O que fazer
A: Indique se cada afirmação concorda com o trecho sobre o experimento na Gestalt-Terapia, respondendo sim ou não e citando literalmente as palavras do trecho que decidem cada caso. (i) Basta rememorar cognitiva e verbalmente o que se passou na infância. (ii) O experimento é comparado à brincadeira da criança e à criação do artista. (iii) O caráter lúdico do experimento é apresentado como um obstáculo ao afrouxamento da inibição deliberada.
B: Escreva a continuação do trecho sobre o experimento na Gestalt-Terapia, partindo da última frase apresentada.

Trecho fornecido
----------------

Para isso é fundamental que ele não apenas rememore cognitiva e verbalmente o que se passou na infância, mas reexperiencie a emoção desses eventos no presente. Em Gestalt-Terapia, o uso do experimento nos proporciona a possibilidade da identificação e vivencia corpórea no espaço terapêutico, da situação inacabada, num contexto de emergência segura, possibilitando a criação de novas alternativas para o excitamento envolvido.
O experimento possibilita a sensação concentrada e a lúdica manipulação do meio, tal qual a brincadeira da criança ou a criação do artista. Tal como o artista, é a sensação vivida e a brincadeira irrestrita destas, aparentemente sem objetivo, que permite a energia fluir espontaneamente e chegar a semelhantes invenções fascinantes (PHG,p.59)

Dessa forma, entendemos que o caráter lúdico do experimento torna-se um facilitador para o afrouxamento da inibição deliberada e a emergência dos excitamentos bloqueados e impedidos de desdobramento e resolução junto aos dados da situação presente.

----------------

Material fornecido
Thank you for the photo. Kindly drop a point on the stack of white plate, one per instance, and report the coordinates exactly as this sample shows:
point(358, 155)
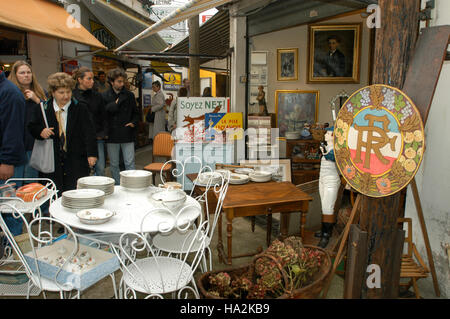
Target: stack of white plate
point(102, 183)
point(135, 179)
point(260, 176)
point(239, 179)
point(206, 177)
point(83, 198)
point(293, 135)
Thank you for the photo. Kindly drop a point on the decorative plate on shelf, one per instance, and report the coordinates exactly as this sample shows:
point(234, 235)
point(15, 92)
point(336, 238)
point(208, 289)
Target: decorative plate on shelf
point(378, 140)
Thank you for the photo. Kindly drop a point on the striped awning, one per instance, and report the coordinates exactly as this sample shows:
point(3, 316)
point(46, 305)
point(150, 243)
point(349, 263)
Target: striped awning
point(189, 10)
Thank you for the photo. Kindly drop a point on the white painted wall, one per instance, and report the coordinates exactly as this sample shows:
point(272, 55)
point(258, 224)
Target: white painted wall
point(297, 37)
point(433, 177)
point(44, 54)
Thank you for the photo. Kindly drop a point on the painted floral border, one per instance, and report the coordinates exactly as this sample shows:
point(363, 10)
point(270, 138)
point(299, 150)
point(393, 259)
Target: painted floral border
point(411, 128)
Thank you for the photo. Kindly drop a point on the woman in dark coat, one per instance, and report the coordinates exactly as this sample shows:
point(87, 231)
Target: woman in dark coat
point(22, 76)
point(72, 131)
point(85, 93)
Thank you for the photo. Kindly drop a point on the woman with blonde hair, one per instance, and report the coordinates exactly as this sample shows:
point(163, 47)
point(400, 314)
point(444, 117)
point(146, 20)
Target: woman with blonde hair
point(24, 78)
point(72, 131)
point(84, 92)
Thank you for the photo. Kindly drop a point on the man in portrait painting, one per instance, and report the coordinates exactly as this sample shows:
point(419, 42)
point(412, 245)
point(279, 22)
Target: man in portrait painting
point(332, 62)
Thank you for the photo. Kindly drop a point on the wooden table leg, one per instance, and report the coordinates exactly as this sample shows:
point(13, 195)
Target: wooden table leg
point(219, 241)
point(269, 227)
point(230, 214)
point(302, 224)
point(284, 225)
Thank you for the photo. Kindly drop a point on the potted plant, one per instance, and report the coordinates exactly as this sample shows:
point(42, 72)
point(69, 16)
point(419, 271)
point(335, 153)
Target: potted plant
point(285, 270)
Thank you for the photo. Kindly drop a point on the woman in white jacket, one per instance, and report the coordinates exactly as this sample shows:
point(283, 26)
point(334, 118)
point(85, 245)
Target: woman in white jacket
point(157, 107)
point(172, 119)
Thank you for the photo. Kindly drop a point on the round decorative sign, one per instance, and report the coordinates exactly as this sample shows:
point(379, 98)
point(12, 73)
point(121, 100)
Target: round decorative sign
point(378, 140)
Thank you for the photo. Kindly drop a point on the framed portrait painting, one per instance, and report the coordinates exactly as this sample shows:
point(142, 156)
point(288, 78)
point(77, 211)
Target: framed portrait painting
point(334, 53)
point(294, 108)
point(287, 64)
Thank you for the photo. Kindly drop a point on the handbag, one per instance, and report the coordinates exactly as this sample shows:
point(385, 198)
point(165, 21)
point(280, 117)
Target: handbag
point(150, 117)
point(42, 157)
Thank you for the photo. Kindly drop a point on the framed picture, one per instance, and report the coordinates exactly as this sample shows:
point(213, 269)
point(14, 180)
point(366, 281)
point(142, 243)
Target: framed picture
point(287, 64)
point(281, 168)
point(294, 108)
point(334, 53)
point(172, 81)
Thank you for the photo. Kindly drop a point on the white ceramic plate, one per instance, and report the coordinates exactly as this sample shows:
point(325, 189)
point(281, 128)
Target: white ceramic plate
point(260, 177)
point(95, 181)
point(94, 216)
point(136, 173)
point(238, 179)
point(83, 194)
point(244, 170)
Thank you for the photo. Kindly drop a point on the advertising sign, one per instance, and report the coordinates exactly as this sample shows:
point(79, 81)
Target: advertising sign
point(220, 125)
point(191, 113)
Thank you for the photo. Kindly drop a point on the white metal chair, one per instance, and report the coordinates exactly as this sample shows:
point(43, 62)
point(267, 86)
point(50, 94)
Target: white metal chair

----------------

Respostas por tarefa
A:
(i) Não: "não apenas rememore cognitiva e verbalmente o que se passou na infância, mas reexperiencie a emoção desses eventos no presente"
(ii) Sim: "tal qual a brincadeira da criança ou a criação do artista"
(iii) Não: "o caráter lúdico do experimento torna-se um facilitador para o afrouxamento da inibição deliberada"

B:
Assim, acreditamos que ao propormos experiências lúdicas aos participantes, estaremos criando a possibilidade não só da emergência e identificação de formas habituais reprimidas, como a eventual descoberta de possíveis caminhos criativos para o fluxo do excitamento.

Ao discutirem a importância da recuperação da infância, PHG (1997) destacam que o conteúdo das vivencias infantis é bastante sem importância, mas que o sentimento e a atitude infantis que viveram as cenas são da máxima importância, pois costumam estar bloqueados impedindo a vivencia de grandes parcelas vitais da vida adulta e promovendo formas neuróticas de satisfação.
“Os sentimentos infantis não são importantes como um passado que deve ser desfeito, mas como alguns dos poderes mais belos da vida adulta que precisam ser recuperados: espontaneidade, imaginação exatidão da awareness e manipulação.” (p.105)
Assim, a relevância desse trabalho resume-se em possibilitar a recuperação da maneira como a criança experiência o mundo e promover a chance de identificarmos aquilo que sorrateiramente nos impede de fazê-lo; é libertar não a biografia, os fatos, os acontecimentos, esses imutáveis, mas o processo espontâneo, através do reconhecimento da forma como nos bloqueamos e nos impedimos no livre curso do excitamento em nossas vidas.


PROCEDIMENTOS

1. Apresentação da proposta e estabelecimento de limites de trabalho (contrato)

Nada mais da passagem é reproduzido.